## Exercise directions
Would you return the complete listing below word for word?

## Source data
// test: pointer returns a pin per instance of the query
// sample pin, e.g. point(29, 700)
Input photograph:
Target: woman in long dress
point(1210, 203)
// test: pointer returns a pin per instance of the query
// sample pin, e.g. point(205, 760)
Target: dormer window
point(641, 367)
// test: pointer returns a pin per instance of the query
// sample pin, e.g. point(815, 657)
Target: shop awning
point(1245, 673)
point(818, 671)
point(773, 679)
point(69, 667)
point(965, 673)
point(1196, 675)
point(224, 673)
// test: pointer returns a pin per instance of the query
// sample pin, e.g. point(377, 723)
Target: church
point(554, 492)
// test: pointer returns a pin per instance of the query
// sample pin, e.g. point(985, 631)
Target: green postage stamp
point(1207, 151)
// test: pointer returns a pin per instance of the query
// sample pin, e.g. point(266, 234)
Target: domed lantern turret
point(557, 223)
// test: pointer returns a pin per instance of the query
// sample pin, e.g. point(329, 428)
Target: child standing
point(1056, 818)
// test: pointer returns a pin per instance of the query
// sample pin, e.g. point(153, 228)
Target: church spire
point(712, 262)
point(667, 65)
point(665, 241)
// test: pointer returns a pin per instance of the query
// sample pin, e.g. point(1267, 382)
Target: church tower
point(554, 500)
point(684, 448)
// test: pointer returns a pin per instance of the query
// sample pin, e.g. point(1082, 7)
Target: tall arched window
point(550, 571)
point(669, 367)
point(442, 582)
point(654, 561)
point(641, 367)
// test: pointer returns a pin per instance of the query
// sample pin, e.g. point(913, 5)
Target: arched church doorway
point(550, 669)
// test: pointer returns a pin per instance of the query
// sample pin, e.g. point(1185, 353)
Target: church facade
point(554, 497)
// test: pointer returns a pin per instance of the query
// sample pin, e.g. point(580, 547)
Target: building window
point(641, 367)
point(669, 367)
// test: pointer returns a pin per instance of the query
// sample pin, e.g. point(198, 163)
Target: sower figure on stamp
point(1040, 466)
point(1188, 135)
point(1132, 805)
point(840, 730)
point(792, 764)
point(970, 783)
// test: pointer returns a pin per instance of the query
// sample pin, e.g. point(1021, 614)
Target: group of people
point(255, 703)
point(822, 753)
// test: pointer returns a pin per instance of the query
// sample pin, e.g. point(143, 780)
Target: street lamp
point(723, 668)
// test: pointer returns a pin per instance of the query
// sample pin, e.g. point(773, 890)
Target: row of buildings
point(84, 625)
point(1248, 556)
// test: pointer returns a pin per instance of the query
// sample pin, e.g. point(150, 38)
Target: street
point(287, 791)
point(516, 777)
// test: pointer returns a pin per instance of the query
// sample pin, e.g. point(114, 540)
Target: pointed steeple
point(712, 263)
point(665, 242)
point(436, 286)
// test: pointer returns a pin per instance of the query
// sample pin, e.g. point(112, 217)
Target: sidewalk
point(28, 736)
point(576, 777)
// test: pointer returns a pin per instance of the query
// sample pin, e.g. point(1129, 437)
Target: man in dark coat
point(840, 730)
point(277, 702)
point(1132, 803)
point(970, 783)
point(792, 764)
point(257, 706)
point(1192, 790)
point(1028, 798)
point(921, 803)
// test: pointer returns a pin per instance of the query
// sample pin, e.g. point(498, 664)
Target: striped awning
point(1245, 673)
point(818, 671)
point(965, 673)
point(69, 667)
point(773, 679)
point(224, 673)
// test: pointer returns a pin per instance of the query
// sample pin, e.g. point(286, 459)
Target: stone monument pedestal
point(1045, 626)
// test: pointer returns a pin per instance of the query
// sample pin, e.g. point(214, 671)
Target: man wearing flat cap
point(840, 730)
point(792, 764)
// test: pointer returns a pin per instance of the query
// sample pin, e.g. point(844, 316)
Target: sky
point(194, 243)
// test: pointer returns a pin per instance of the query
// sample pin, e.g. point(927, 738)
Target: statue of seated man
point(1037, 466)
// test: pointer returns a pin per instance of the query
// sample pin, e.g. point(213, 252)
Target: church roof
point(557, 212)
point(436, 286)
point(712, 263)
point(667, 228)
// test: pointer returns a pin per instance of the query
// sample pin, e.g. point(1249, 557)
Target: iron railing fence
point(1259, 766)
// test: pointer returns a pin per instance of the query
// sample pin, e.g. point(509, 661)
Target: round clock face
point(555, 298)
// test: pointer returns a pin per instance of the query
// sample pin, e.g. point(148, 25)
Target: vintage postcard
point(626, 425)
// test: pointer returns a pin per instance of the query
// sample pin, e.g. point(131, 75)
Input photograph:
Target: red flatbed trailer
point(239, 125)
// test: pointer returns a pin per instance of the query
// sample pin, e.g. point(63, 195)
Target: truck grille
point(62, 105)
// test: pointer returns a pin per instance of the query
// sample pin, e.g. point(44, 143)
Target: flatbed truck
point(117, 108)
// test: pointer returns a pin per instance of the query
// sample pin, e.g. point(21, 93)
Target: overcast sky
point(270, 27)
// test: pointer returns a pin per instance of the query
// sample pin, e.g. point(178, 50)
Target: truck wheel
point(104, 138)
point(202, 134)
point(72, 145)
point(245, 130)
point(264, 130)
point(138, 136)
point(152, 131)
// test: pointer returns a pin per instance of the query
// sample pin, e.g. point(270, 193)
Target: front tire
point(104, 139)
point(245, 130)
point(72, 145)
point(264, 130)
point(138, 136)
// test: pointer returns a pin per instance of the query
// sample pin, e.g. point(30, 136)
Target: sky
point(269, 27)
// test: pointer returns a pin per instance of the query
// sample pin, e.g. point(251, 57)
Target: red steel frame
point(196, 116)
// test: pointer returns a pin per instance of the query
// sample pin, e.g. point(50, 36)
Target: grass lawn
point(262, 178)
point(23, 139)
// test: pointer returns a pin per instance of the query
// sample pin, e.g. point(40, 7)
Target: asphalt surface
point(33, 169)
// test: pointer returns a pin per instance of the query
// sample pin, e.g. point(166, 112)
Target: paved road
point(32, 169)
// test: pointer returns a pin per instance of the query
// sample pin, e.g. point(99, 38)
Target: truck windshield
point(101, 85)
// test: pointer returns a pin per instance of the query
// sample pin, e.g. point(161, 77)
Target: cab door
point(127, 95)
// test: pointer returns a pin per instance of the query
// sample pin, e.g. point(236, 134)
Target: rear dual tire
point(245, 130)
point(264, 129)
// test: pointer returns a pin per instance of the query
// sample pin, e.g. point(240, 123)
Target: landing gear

## Answer to the problem
// test: pointer returns a pin per instance of the query
// sample pin, e.g. point(29, 700)
Input photograph:
Target: woman in long dress
point(1210, 203)
// test: pointer returns a pin per instance of the query
// sample pin, e.g. point(205, 760)
Target: dormer window
point(641, 367)
// test: pointer returns a pin per instance of the query
// sample pin, e.g. point(815, 657)
Target: shop awning
point(1245, 673)
point(818, 671)
point(773, 679)
point(69, 667)
point(965, 673)
point(1196, 675)
point(224, 673)
// test: pointer returns a pin per instance of the query
// sample pin, e.g. point(377, 723)
Target: church
point(554, 492)
// test: pointer returns a pin per instance of the query
// sample pin, e.g. point(985, 631)
Target: green postage stamp
point(1207, 151)
// test: pointer returns a pin per instance of the query
// sample pin, e.g. point(266, 234)
Target: domed lantern turret
point(557, 223)
// test: pointer returns a pin per instance of the query
// sample pin, e.g. point(329, 428)
Target: child standing
point(1056, 818)
// test: pointer returns a pin per instance of the query
// sample pin, e.g. point(153, 228)
Target: church spire
point(712, 262)
point(667, 65)
point(665, 241)
// test: pointer returns a pin per instance of the query
// sample pin, e.g. point(1267, 382)
Target: church tower
point(554, 500)
point(684, 448)
// test: pointer returns a pin per instance of the query
// sample pin, e.g. point(1082, 7)
Target: tall arched window
point(550, 571)
point(669, 367)
point(442, 582)
point(654, 561)
point(641, 367)
// test: pointer returns a pin per instance of the query
// sample pin, e.g. point(913, 5)
Target: arched church doorway
point(550, 669)
// test: pointer returns a pin per instance of the query
// sample pin, e.g. point(1185, 353)
Target: church facade
point(554, 497)
// test: pointer returns a pin per instance of the query
// sample pin, e.g. point(580, 547)
Target: building window
point(641, 367)
point(669, 367)
// test: pointer returns a pin per instance of the query
// sample pin, e.g. point(198, 163)
Target: sower figure on stamp
point(1040, 466)
point(1188, 135)
point(1132, 805)
point(840, 730)
point(792, 764)
point(970, 783)
// test: pointer returns a pin per instance of the query
// sample pin, e.g. point(1021, 614)
Target: group of people
point(255, 703)
point(822, 753)
// test: pointer returns a pin per instance of the query
// sample pin, e.g. point(143, 780)
Target: street lamp
point(723, 668)
// test: pointer returns a pin per instance of the query
// sample pin, e.g. point(773, 890)
Target: row of buildings
point(84, 625)
point(1248, 556)
// test: pointer returns a pin per instance of the query
// sample pin, e.g. point(150, 38)
Target: street
point(287, 791)
point(516, 777)
// test: pointer returns a pin per instance of the query
// sample pin, e.g. point(114, 540)
Target: pointed steeple
point(712, 263)
point(665, 242)
point(436, 286)
// test: pointer returns a pin per instance of the query
// sample pin, e.g. point(112, 217)
Target: sidewalk
point(28, 736)
point(576, 777)
// test: pointer returns a pin per instance of the query
// sample pin, e.g. point(1129, 437)
Target: man in dark coat
point(840, 730)
point(277, 702)
point(1132, 803)
point(970, 783)
point(792, 764)
point(257, 706)
point(1192, 790)
point(1028, 798)
point(921, 803)
// test: pointer returns a pin per instance of the query
// sample pin, e.g. point(498, 664)
Target: striped awning
point(1245, 673)
point(818, 671)
point(965, 673)
point(69, 667)
point(773, 679)
point(224, 673)
// test: pointer returns a pin per instance of the query
// sample pin, e.g. point(286, 459)
Target: stone monument pedestal
point(1045, 626)
// test: pointer returns a pin per instance of the query
// sample pin, e.g. point(214, 671)
Target: man wearing flat cap
point(840, 730)
point(792, 764)
// test: pointer returns a pin per instance of the query
// sample pin, e.g. point(844, 316)
Target: sky
point(194, 243)
// test: pointer returns a pin per instance of the query
// sample pin, e.g. point(927, 738)
Target: statue of seated man
point(1037, 466)
// test: pointer returns a pin per instance of the query
// sample pin, e.g. point(213, 252)
Target: church roof
point(557, 212)
point(436, 286)
point(712, 263)
point(667, 228)
// test: pointer returns a pin per instance of the query
// sample pin, e.g. point(1249, 557)
Target: iron railing fence
point(1259, 766)
// test: pointer returns a pin per instance of the query
// sample pin, e.g. point(509, 661)
Target: round clock face
point(555, 298)
// test: pointer returns a pin per instance of the query
// sample pin, e.g. point(148, 25)
Target: vintage postcard
point(626, 425)
// test: pointer returns a pin per instance of the query
// sample pin, e.g. point(131, 75)
Input photograph:
Target: red flatbed trailer
point(239, 125)
// test: pointer returns a pin per instance of the query
// sample pin, e.g. point(63, 195)
Target: truck grille
point(62, 105)
// test: pointer returns a pin per instance of the query
// sample pin, e.g. point(44, 143)
Target: flatbed truck
point(117, 108)
// test: pointer returns a pin per instance of the query
// sample pin, e.g. point(21, 93)
Target: overcast sky
point(270, 27)
// test: pointer returns a pin per instance of the query
// sample pin, e.g. point(178, 50)
Target: truck wheel
point(104, 138)
point(202, 134)
point(72, 145)
point(245, 130)
point(264, 130)
point(138, 136)
point(152, 131)
// test: pointer returns a pin per instance of the query
// sample pin, e.g. point(270, 193)
Target: front tire
point(104, 139)
point(245, 130)
point(72, 145)
point(264, 130)
point(138, 136)
// test: pointer returns a pin per instance of the query
// sample pin, e.g. point(30, 136)
Target: sky
point(269, 27)
// test: pointer returns a pin per instance of the query
// sample pin, e.g. point(251, 57)
Target: red steel frame
point(196, 116)
// test: pointer returns a pin per instance of the query
// sample pin, e.g. point(50, 36)
Target: grass lawn
point(262, 178)
point(23, 139)
// test: pointer returns a pin per instance of the query
// sample pin, e.g. point(40, 7)
Target: asphalt surface
point(33, 169)
// test: pointer returns a pin per instance of the query
// sample pin, e.g. point(166, 112)
Target: paved road
point(32, 169)
// test: pointer returns a pin per instance of the query
// sample pin, e.g. point(99, 38)
Target: truck windshield
point(101, 85)
// test: pointer returns a pin per instance of the query
// sample pin, e.g. point(161, 77)
Target: cab door
point(127, 95)
// test: pointer returns a pin per instance of the query
// sample pin, e.g. point(236, 134)
Target: rear dual tire
point(245, 130)
point(264, 129)
// test: pointer returns a pin per instance of the query
// sample pin, e.g. point(240, 123)
Target: landing gear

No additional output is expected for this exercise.